One of the more difficult to remember theological terms is eschatology. Essentially it is simply the ideas of how things finally work out. They are not all the same. There are many eschatologies. Some are pessimistic, some optimistic, some the inevitable result of inexorable history, evolution, and natural process, some desired ends to be achieved. Whether it be an inevitable end or an achieved one, however, from the religious point of view one’s eschatology is the outcome which gives meaning to life’s struggle, the final reconciliation with transcendent value.
Some while ago I was enjoying one of my usual arguments with a colleague about the topic which obsesses many of us at the moment, which is whether or not the people in the churches which are members of the Unitarian Universalist Association actually share a religion — whether we can be said to practice the same religion — a religion which many of us have been calling Unitarian Universalism. Although the question of Unitarian Universalist identity has been at the forefront of discussions on both sides of the merged organization since before the association existed, it has not until recently seemed to have become so urgent. There was an attempt to find a statement that would include everyone twenty-five or so years ago, but it was given up, probably because it would seem rather like establishing a creed, and because the concentration of those concerned with the question passed to the effort to write a set of principles to which we could nearly all more or less agree. They were so successful that they nearly created a creed themselves. That our association did have an identity was pretty much taken for granted until recently. Now there are many who will argue that we are simply an association of independent churches who join for mutual support, and agree merely to be in dialogue with one another. Even if that is true — and I hope it is not entirely so — I think that you still have to have some kind of shared identity which allows you to be in dialogue. You have to have something in common which makes you desire to live in support of one another. We are not, for example, in association with Roman Catholics, Muslims or even Jews, unless those self-identified religionists are members of some of our congregations. That question of what we have in common, therefore, is the center of most of the conversations I have with colleagues, and this particular colleague had, he thought, an answer. The bond that keeps a religious movement together, he said, is a shared eschatology, and he had identified ours. If I understood him correctly, he said that the one thing that we agree on is that the truth is too big to belong to a single way of thinking, which would probably also be unacceptably monotonous, so whatever else an acceptable outcome might include, it would have to include diversity of culture, of mores and of beliefs. I think that we both assumed without checking that this description included a human race living in peace and plenty.

GOAL 1:
Reproduce word for word the part of the eschatology passage starting at "One of the more" and ending at "with transcendent value.".
GOAL 2:
Pick up the essay on eschatology and Unitarian Universalist identity after its final sentence and keep writing it.

DATASET EXTRACT:
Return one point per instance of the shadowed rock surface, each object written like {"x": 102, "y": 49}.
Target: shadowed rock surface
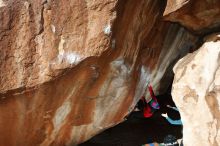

WRITTEN ANSWER 1:
One of the more difficult to remember theological terms is eschatology. Essentially it is simply the ideas of how things finally work out. They are not all the same. There are many eschatologies. Some are pessimistic, some optimistic, some the inevitable result of inexorable history, evolution, and natural process, some desired ends to be achieved. Whether it be an inevitable end or an achieved one, however, from the religious point of view one’s eschatology is the outcome which gives meaning to life’s struggle, the final reconciliation with transcendent value.

WRITTEN ANSWER 2:
It was an interesting idea, but I’m not sure that either half of my friend’s assertion was necessarily the case. First there is the issue of whether a religious movement must find its bond in a shared eschatology, or even whether such shared eschatology is binding. When we were still approaching the second millennium, various media commentators and social observers expected a meteoric rise in sects proclaiming the apocalypse. This occurred, we are told at the end of the first millennium. Although some such sects did appear, that happens whether the millennium is about to arrive or not. We always have apocalyptic sects about. Perhaps, as seems reasonable, sane people suggest to themselves that if nothing spectacular happened in the year 1001 it is even less likely to occur in 2001. Nevertheless, as I say, there are always apocalyptic sects around which may or may not be associated with any particular date (except their own calculation), who have little to say to one another, and not just within Christianity. It is hard to tell the difference in eschatology among apocalyptic Christianity, Islam and Judaism. Of course, they all got their ideas of it originally from Zoroastrianism. It is the idea of Judgment Day, when God comes in glory to raise the dead and judge them, sending some to eternal destruction and others to eternal bliss. In that day God takes complete rule and all evil and suffering are banished from human experience, justice is done, and all human beings are either reconciled to God or utterly destroyed (or eternally punished, whichever, even the sects themselves don’t seem always to distinguish those ends). This shared eschatology does not bind Apocalyptic Christians to their counterparts in Islam or Judaism or vice versa, nor does it expel them from the communion of their own faith, even though others in that faith may have a different vision. Therefore, although it may be the glue that holds different identifiable sects together within the confines of a larger movement, it is not necessarily the defining characteristic of the movement.
For example, within Christianity you will find many eschatologies. Besides those who look forward to the “rapture” as many apocalyptic sects call Judgment Day, there are those who look to a more gentle second coming of Christ, not for judgment but for redemption, and even those who feel that it is they themselves who must create the Kingdom of God on earth, that they create the second coming. There are also those, I believe, who don’t think about the end of the world at all — I use end there to mean both or either goal and finality — but rather a personal eschatology, their own salvation or reconciliation at their death. Nevertheless, they are all Christians and would admit that the others with different eschatologies are Christians, too.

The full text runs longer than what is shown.